-------- Metin Kesiti

Öyleyse sözün özü İslâm düşüncesi masum
vahiyle bağlantısından dolayı eşsiz bir düşüncedir ve sabiteler ve değişkenler
âleminde insanın değişik fikrî ihtiyaçlarını bunlarla çatışmadan karşılamaya
gücü yeten tek düşüncedir. İslâm düşüncesinde insan, âlem ve Allah (cc.)
İslâm’ın bilgi metodunun üstünlüğü sebebiyle fikrî çatışma ve aklî kavganın
yaşanmadığı sahâlardır, bilakis bunlar arasında tam bir uyumluluk ve büyük bir
insicam olduğu öne çıkar.
İslâm Düşüncesinin Kaynakları
Şimdiye kadar söylediklerimizden ortaya
çıkan sonuç İslâm düşüncesinin kaynakları iki esasla sınırlı olduğudur:
— Kitap ve sünnet olarak vahiy veya nas.
— Sınırlarına riayet eden, vahyin
kuralları ve yönlendirmelerine uyan akıl.
İslâm düşüncesi, insanın dünyasında ortaya
çıkan çeşitli sorunların çözümünde aklın nas ile etkileşime girmesinden başka
bir şey değildir.
Bu iki kaynaktan ilki ismet ve korunma ile
ikincisi ise düşünceyi hatalardan, sürçmelerden ve sapmalardan korumak için bir
takım şartlar ve kurallar ile çerçevelenmiştir. Burada bu şartlardan,
kurallardan ve bu kaynakların etrafını çevrelemiş olup aşılmaması gereken
sınırlardan bahsetmemiz gereklidir.
1. Vahiy ya da Nas:
Vahyin Kur’ânî şekli ilâhî bir koruma
altındadır bu yüzden tahrif edilmekten ve içerisindekilerin değiştirilmesinden
korunmuştur.
“Hiç şüphe yok ki,
Kur’ân’ı biz, elbette onu yine biz koruyacağız.” (Hicr, 9)
“Onu (Kur’an-ı) hemen
okumak için dilini depretme (Hareket
ettirme). Kuşkusuz onu toplamak ve okumak bize aittir. O hâlde biz onu
okuduğumuz zaman sen onun okunuşunu takip et. Sonra onu açıklamak ta bize
aittir.” (Kıyamet, 16-19)
Sünnet ise Kur’an’ın hem teorik olarak
açıklaması hem amelî olarak tatbik edilmesi olmasından dolayı Kur’an’ın
korunmasına tâbî olarak korunmuştur. Allah (cc.) şöyle buyurmaktadır.
“Biz o peygamberleri
mucizelerle ve kitaplarla gönderdik. Ey Peygamberim! Sana da Kur’ân’ı indirdik
ki,insanlara vahyedileni açıklayasın.
Belki onlar da düşünürler.” (Nahl:
44)

----------------

■ Çalışma Görevleri:
[A] Metin kesitine göre sünnetin neden korunmuş sayıldığını bir ila üç cümleyle açıklayın.
[B] İslâm düşüncesinin kaynaklarını anlatan metin kesitini kaldığı yerden alıp sürdürün.

-------- Veri Kesiti

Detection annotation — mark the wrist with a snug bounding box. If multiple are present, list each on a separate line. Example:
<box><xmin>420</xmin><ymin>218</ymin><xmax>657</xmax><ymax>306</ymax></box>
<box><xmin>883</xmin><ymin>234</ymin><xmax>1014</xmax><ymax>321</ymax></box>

----------------

■ Verilen Cevaplar:
[A] Sünnet, Kur'an'ın hem teorik olarak açıklaması hem de amelî olarak uygulanmasıdır. Bu yüzden Kur'an'ın korunmasına tâbi olarak korunmuştur.

[B]
Ayetteki açıklamanın manası ayetin
umûmunun ifâde ettiği üzere şu ayetteki beyan ve açıklamadır. “Sonra
onu açıklamak ta bize aittir.” (Kıyamet:19)
Rasûlullah bu sebeple şöyle buyurmuştur.
“Bana Kur’an ve onunla birlikte onun
benzeri verildi.” Dolayısıyla
Rasûlullah (sallallahu aleyhi ve selem) hevâsından konuşmuyordu.
“O, hevâdan (arzularına göre) konuşmaz.”
(Necm:3)
Bu bağlamda ayette Rasûlullah’ın ismetine
açık bir delalet olduğu gizli değildir.
Çünkü Rasûlullah Kur’an’ın öğretilerinin
somutlaşmış hâli ve bu öğretilerin amelî olarak tatbik edilmesidir. Allah (cc.)
O’nu her müminin dertlerine deva bulması, esintilerinden faydalanması gereken
bir güzel örnek kılmıştır.
“Şanım hakkı için muhakkak ki size
Resullulah’da pek güzel bir örnek vardır. Allah’a ve son güne ümit besler olup
da Allah’ı çok zikreden kimseler için.” (Ahzap: 21)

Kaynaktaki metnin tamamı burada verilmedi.